* **Exercise task**:
Render all of the data below as a Markdown table with two columns, Row and Line. Put each line in its own numbered row and leave out any blank lines.

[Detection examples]
# # # #

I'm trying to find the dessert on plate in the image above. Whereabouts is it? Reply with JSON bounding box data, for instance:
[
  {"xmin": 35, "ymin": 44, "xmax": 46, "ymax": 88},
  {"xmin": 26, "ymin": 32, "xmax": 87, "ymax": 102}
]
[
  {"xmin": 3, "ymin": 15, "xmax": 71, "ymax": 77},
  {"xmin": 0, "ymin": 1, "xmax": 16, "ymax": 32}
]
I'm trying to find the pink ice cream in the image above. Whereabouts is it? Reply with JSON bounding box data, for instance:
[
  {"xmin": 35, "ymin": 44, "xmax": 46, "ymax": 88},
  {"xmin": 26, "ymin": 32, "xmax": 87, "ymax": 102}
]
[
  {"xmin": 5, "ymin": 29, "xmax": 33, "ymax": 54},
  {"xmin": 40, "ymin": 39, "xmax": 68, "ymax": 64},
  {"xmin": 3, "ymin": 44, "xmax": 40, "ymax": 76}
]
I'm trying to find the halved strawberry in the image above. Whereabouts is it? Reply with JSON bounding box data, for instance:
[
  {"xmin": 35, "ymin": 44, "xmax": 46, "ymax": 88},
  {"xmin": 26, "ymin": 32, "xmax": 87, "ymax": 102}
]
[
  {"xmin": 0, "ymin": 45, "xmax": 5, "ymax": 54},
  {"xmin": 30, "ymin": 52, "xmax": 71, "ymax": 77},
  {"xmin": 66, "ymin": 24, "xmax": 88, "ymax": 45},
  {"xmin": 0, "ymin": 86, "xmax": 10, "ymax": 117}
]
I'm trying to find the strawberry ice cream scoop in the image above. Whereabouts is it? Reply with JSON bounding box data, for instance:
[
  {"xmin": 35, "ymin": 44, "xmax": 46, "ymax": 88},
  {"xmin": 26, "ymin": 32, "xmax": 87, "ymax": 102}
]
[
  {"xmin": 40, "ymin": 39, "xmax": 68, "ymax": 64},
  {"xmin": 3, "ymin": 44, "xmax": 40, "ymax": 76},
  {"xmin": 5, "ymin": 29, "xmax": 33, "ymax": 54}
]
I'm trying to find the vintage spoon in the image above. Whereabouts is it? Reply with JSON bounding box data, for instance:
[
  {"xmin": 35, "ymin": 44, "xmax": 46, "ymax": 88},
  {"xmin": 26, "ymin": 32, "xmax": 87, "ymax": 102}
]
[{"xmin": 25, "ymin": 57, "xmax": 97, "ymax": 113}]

# # # #

* **Task response**:
| Row | Line |
|---|---|
| 1 | I'm trying to find the dessert on plate in the image above. Whereabouts is it? Reply with JSON bounding box data, for instance: |
| 2 | [ |
| 3 |   {"xmin": 35, "ymin": 44, "xmax": 46, "ymax": 88}, |
| 4 |   {"xmin": 26, "ymin": 32, "xmax": 87, "ymax": 102} |
| 5 | ] |
| 6 | [ |
| 7 |   {"xmin": 3, "ymin": 15, "xmax": 71, "ymax": 77}, |
| 8 |   {"xmin": 0, "ymin": 1, "xmax": 16, "ymax": 32} |
| 9 | ] |
| 10 | I'm trying to find the pink ice cream in the image above. Whereabouts is it? Reply with JSON bounding box data, for instance: |
| 11 | [ |
| 12 |   {"xmin": 35, "ymin": 44, "xmax": 46, "ymax": 88}, |
| 13 |   {"xmin": 26, "ymin": 32, "xmax": 87, "ymax": 102} |
| 14 | ] |
| 15 | [ |
| 16 |   {"xmin": 5, "ymin": 29, "xmax": 33, "ymax": 54}, |
| 17 |   {"xmin": 40, "ymin": 39, "xmax": 68, "ymax": 64}, |
| 18 |   {"xmin": 3, "ymin": 44, "xmax": 40, "ymax": 76} |
| 19 | ] |
| 20 | I'm trying to find the halved strawberry in the image above. Whereabouts is it? Reply with JSON bounding box data, for instance: |
| 21 | [ |
| 22 |   {"xmin": 35, "ymin": 44, "xmax": 46, "ymax": 88}, |
| 23 |   {"xmin": 26, "ymin": 32, "xmax": 87, "ymax": 102} |
| 24 | ] |
| 25 | [ |
| 26 |   {"xmin": 0, "ymin": 45, "xmax": 5, "ymax": 54}, |
| 27 |   {"xmin": 30, "ymin": 52, "xmax": 71, "ymax": 77}, |
| 28 |   {"xmin": 66, "ymin": 24, "xmax": 88, "ymax": 45}, |
| 29 |   {"xmin": 0, "ymin": 86, "xmax": 10, "ymax": 117} |
| 30 | ] |
| 31 | I'm trying to find the strawberry ice cream scoop in the image above. Whereabouts is it? Reply with JSON bounding box data, for instance: |
| 32 | [ |
| 33 |   {"xmin": 35, "ymin": 44, "xmax": 46, "ymax": 88}, |
| 34 |   {"xmin": 26, "ymin": 32, "xmax": 87, "ymax": 102} |
| 35 | ] |
| 36 | [ |
| 37 |   {"xmin": 40, "ymin": 39, "xmax": 68, "ymax": 64}, |
| 38 |   {"xmin": 3, "ymin": 44, "xmax": 40, "ymax": 76}, |
| 39 |   {"xmin": 5, "ymin": 29, "xmax": 33, "ymax": 54} |
| 40 | ] |
| 41 | I'm trying to find the vintage spoon in the image above. Whereabouts is it? Reply with JSON bounding box data, for instance: |
| 42 | [ |
| 43 |   {"xmin": 35, "ymin": 44, "xmax": 46, "ymax": 88}, |
| 44 |   {"xmin": 26, "ymin": 32, "xmax": 87, "ymax": 102} |
| 45 | ] |
| 46 | [{"xmin": 25, "ymin": 57, "xmax": 97, "ymax": 113}] |